### Stated problem 1
Rescale the rows between the line holding "Exercise. Tag every instance of the white bedspread" and the end of the rows, inclusive. Reproduce only those lines, requests included, multiply every coordinate in the answers by 0.2, round each result to a whole number with halves rounded up, and leave the pictures out.

### Document excerpt
Client: University of the Western Cape, Bellville
Architects: dhk Architects
Landscape Architects: OVP Associates
Environmental Site Management: Ecosense Consulting Environmentalist
Landscape Contractor: CapeScapes
The Life Sciences Department (LSD) of the University of the Western Cape in Bellville is a landmark building which, in its designed landscape context, seeks to reflect a commitment to sustainable design.
The site is located on the edge of the Cape Flats, an area which endures harsh environmental conditions. Although the endemic vegetation has adapted to these conditions, many sensitive habitats of the area are under threat due to urban growth and development. It is therefore vital that new developments take a sustainable approach to reducing their impact on the environment through environmentally responsive design interventions. It is also as important to provide comfortable and sheltered outdoor spaces for public enjoyment. In the planning, designing and detailing of the landscape that contextualises the Life Sciences development, numerous strategies were adopted to provide such comfortable outdoor spaces, whilst also facilitating micro habitats to encourage biodiversity across the site.
Site informants and responses
The site experiences cold, wet winters and hot, drought-prone summers, and plant selection had to therefore suit these climatic conditions as well as assist in the control of micro climates around the building. To this end, deciduous trees have been planted selectively to provide shade and reduce heat reflection to the lower floors of the building in summer. In winter, as these trees lose their leaves, the sun will be able to penetrate, providing light and warmth. During summer, strong, south-easterly winds are prevalent and in winter, north-westerly winds. To ameliorate these severe conditions, the landscape design has incorporated the use of hedge planting, tree belts and earth berming, particularly at entrance lobbies and outdoor terraces. Wind resistant plants were selected.

### Material provided
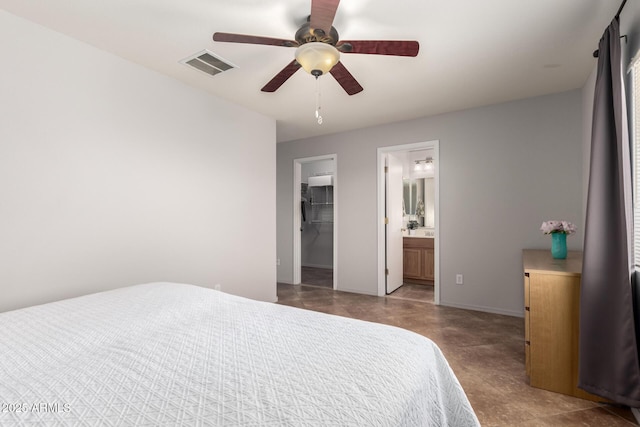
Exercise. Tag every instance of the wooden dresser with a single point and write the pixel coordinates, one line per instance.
(551, 319)
(418, 260)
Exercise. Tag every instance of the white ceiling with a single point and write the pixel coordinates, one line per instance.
(472, 52)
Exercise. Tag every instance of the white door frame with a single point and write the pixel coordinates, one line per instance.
(435, 145)
(297, 217)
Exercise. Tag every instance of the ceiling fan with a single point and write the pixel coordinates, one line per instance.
(319, 47)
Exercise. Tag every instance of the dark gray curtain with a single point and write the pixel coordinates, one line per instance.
(609, 364)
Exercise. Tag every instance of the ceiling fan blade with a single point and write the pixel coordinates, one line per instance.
(243, 38)
(380, 47)
(322, 14)
(281, 77)
(346, 80)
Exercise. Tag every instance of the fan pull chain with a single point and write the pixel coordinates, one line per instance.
(318, 116)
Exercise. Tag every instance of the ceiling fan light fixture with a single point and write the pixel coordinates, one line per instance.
(317, 58)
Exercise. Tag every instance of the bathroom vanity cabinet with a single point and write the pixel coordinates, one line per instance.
(418, 264)
(551, 320)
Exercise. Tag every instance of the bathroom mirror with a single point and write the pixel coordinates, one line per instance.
(414, 191)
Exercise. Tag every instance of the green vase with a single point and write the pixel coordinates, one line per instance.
(559, 245)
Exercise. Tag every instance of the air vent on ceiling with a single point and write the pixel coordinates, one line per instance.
(207, 62)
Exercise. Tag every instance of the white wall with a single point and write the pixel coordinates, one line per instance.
(504, 169)
(112, 175)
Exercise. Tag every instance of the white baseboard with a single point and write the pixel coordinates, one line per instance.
(492, 310)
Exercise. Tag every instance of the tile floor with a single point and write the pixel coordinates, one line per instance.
(317, 276)
(484, 350)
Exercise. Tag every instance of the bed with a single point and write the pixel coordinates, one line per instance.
(175, 354)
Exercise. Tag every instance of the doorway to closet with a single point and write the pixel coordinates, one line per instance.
(315, 236)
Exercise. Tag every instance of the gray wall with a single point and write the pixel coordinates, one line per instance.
(112, 175)
(504, 169)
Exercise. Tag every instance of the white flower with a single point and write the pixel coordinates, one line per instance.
(552, 226)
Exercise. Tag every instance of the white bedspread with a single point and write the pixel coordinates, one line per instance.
(171, 354)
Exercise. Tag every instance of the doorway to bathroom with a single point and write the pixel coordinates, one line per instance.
(408, 217)
(315, 220)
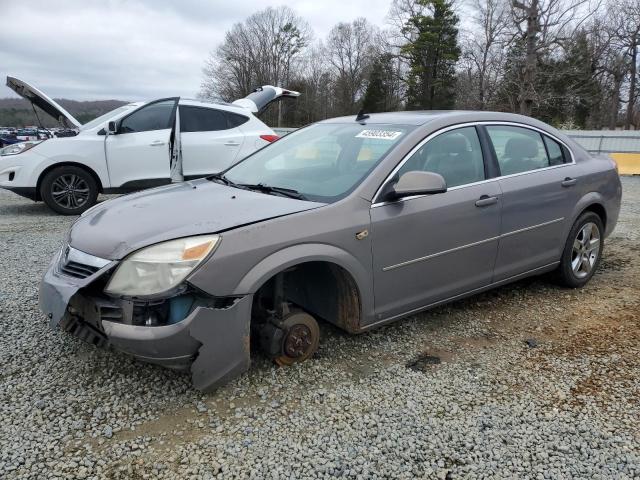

### Stated problem 2
Update the passage on the Life Sciences Department landscape between "Client: University of" and "to sustainable design.", inclusive, by reproducing it with "Bellville" replaced by "Cape Town".

### Exercise solution 1
Exercise. Tag every instance of the white bedspread with a single point and write the pixel coordinates, one line per instance.
(34, 71)
Exercise. Tag every instance of the doorway to bathroom with a single point and write the pixel coordinates, one line per instance.
(82, 43)
(63, 44)

### Exercise solution 2
Client: University of the Western Cape, Cape Town
Architects: dhk Architects
Landscape Architects: OVP Associates
Environmental Site Management: Ecosense Consulting Environmentalist
Landscape Contractor: CapeScapes
The Life Sciences Department (LSD) of the University of the Western Cape in Cape Town is a landmark building which, in its designed landscape context, seeks to reflect a commitment to sustainable design.